**PROBLEM DESCRIPTION**
Retype the forum thread below on Fe and Fi smiles in full, word for word.

**GIVEN PASSAGE**
But... really, though... cognitive functions... I think they just lead to more confusion than conclusion, areas like this being a good example of that.


----------



## Sixty Nein (Feb 13, 2011)

I would see that more examples would be necessary, because you only showed the smiles of the dominants. This of course doesn't mean that I even think Fe/Fi smiles are really that different (just extroversion and introversion I would assume).

That being said my facial expressions tend to fairly clearly reflect my internal states. Outside of maybe melancholy.


----------



## Dreamer777 (Jan 15, 2011)

Fi is from within, Fe is a reflection of how the other person is smiling at the Fe user, Fi smiles probably last longer than Fe smiles and are probably more wider, so my guess is Fi smiles are wider and last longer and more relaxed, Fe smiles are more short bursts of smiles... ??


----------



## Devrim (Jan 26, 2013)

Both Dakota and Oprah are said to be ENFJ,
Oprah is a definite though!

I wouldn't say there's much of a difference,
Smiles have nothing to say about personality xD


----------



## Frenetic Tranquility (Aug 5, 2011)

chwoey said:


> Do you guys think there is a validity to the idea of Fe smiles looking clearly different from Fi smiles?
> 
> I'm not sure how I feel about it, is it possible to determine fe/ti or te/fi based simply on a smile?
> 
> ...


You are looking at the end product, which will often be inconclusive.

What actually happens with Fi smiles, is the person will actually have to comprehend and respond internally before making a smile. Because of this, Fi smilers are slower to smile (but not always a lot longer, might just be a fraction of a second), more genuine in their smiles (usually, obviously some smiles can still be staged, but Fi has a concern for genuine in general unless the person has a particular motive), and an Fi smile will almost always have a bit of a "snear" look to it at first, for just a second. After the snear, it might grow to a full blown smile, or it might stay a snear, or it might just depart altogether into a deadpan face again, depending on how the person reacted with the Fi.

**DATA**
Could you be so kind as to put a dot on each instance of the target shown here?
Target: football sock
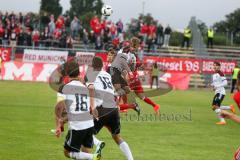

**SOLUTION FOR THIS PROBLEM**
But... really, though... cognitive functions... I think they just lead to more confusion than conclusion, areas like this being a good example of that.


----------



## Sixty Nein (Feb 13, 2011)

I would see that more examples would be necessary, because you only showed the smiles of the dominants. This of course doesn't mean that I even think Fe/Fi smiles are really that different (just extroversion and introversion I would assume).

That being said my facial expressions tend to fairly clearly reflect my internal states. Outside of maybe melancholy.


----------



## Dreamer777 (Jan 15, 2011)

Fi is from within, Fe is a reflection of how the other person is smiling at the Fe user, Fi smiles probably last longer than Fe smiles and are probably more wider, so my guess is Fi smiles are wider and last longer and more relaxed, Fe smiles are more short bursts of smiles... ??


----------



## Devrim (Jan 26, 2013)

Both Dakota and Oprah are said to be ENFJ,
Oprah is a definite though!

I wouldn't say there's much of a difference,
Smiles have nothing to say about personality xD


----------



## Frenetic Tranquility (Aug 5, 2011)

chwoey said:


> Do you guys think there is a validity to the idea of Fe smiles looking clearly different from Fi smiles?
> 
> I'm not sure how I feel about it, is it possible to determine fe/ti or te/fi based simply on a smile?
> 
> ...


You are looking at the end product, which will often be inconclusive.

What actually happens with Fi smiles, is the person will actually have to comprehend and respond internally before making a smile. Because of this, Fi smilers are slower to smile (but not always a lot longer, might just be a fraction of a second), more genuine in their smiles (usually, obviously some smiles can still be staged, but Fi has a concern for genuine in general unless the person has a particular motive), and an Fi smile will almost always have a bit of a "snear" look to it at first, for just a second. After the snear, it might grow to a full blown smile, or it might stay a snear, or it might just depart altogether into a deadpan face again, depending on how the person reacted with the Fi.